#### [Exercise objective]
Below are the records. Retype exactly the lines between the lines holding "of the dense" and "of the second", inclusive.

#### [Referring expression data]
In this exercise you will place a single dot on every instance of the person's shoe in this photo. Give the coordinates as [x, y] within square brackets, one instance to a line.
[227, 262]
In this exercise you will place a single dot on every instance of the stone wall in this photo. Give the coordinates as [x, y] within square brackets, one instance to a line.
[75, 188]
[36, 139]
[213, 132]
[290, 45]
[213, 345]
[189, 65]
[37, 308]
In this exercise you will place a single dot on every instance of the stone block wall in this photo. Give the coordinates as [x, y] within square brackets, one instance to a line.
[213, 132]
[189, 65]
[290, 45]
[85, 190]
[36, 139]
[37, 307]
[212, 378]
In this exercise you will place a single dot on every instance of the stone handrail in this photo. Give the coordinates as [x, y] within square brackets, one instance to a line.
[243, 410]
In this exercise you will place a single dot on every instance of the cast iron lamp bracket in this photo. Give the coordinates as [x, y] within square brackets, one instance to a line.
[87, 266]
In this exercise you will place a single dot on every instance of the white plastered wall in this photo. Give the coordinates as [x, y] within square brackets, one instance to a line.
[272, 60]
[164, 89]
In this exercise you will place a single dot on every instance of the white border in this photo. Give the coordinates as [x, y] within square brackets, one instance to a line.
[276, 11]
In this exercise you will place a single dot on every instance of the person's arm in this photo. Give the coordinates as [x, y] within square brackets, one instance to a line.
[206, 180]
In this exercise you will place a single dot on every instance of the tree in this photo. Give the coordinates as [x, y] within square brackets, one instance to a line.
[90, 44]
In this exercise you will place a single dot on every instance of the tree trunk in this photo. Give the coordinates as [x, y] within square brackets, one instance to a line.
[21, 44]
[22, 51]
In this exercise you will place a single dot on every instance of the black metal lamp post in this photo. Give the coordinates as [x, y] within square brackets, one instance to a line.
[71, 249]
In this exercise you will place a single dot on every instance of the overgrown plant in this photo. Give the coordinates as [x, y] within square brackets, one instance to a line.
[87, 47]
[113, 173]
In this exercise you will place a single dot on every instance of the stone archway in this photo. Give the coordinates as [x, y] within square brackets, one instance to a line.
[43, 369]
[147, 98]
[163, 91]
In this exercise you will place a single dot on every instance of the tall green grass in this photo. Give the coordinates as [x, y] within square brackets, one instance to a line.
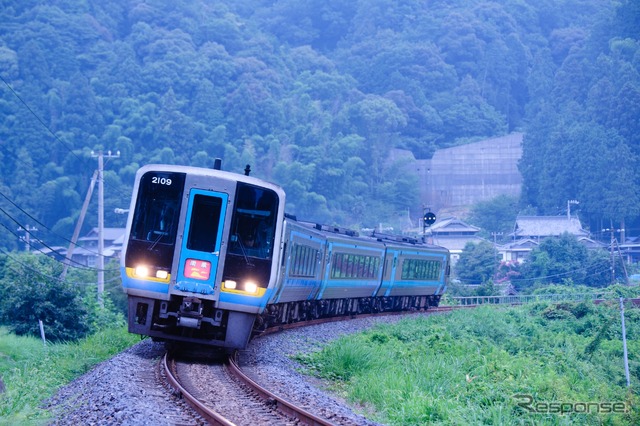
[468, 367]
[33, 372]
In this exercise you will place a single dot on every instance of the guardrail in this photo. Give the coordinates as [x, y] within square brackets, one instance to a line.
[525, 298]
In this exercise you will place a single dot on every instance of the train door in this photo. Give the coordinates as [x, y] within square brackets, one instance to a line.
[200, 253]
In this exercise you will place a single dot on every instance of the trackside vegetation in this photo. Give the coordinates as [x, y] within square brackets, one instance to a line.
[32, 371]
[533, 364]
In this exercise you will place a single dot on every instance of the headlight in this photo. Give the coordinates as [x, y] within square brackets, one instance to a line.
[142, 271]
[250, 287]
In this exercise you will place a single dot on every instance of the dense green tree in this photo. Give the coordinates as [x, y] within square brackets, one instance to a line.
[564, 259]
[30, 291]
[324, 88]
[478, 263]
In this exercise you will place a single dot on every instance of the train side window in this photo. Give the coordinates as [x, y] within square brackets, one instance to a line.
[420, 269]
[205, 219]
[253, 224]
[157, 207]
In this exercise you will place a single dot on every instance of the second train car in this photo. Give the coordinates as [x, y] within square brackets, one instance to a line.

==

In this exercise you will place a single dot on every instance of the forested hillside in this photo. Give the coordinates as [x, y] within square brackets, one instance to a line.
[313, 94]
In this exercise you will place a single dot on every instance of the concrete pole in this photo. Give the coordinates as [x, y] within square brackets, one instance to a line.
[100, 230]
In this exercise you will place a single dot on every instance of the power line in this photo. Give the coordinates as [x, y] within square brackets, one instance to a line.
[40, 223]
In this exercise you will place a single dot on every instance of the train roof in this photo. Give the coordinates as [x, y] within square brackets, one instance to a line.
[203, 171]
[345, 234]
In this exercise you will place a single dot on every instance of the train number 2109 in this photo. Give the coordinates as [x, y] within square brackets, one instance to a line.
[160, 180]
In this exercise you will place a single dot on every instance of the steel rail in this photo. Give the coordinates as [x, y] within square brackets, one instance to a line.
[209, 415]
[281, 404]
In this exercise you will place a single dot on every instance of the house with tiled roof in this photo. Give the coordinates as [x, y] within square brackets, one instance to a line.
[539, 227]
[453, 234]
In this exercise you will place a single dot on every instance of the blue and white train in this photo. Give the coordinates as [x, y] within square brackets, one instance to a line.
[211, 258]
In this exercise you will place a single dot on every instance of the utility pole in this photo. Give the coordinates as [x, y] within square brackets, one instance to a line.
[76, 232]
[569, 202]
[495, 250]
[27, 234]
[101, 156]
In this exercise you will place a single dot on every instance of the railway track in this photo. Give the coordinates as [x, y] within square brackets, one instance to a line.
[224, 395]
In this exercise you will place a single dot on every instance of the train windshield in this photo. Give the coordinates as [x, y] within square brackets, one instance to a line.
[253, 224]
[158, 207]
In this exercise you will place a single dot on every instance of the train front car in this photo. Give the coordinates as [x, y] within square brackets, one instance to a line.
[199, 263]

#### [Completed exercise]
In this exercise you will place a single dot on every instance of the dense green tree in this photo. Give the coordinates as [x, y] within square brackets, one instance to a line.
[564, 259]
[30, 291]
[324, 88]
[478, 263]
In this exercise you will place a single dot on every instance of the train side window in this photo. Give the coordinates as [x, y] within square brackets, one instance to a line.
[420, 269]
[205, 219]
[253, 224]
[157, 207]
In this exercise you will place a single dot on every instance of the second train car in this photo. Give the coordinates as [x, y] within square brackets, one instance to a line.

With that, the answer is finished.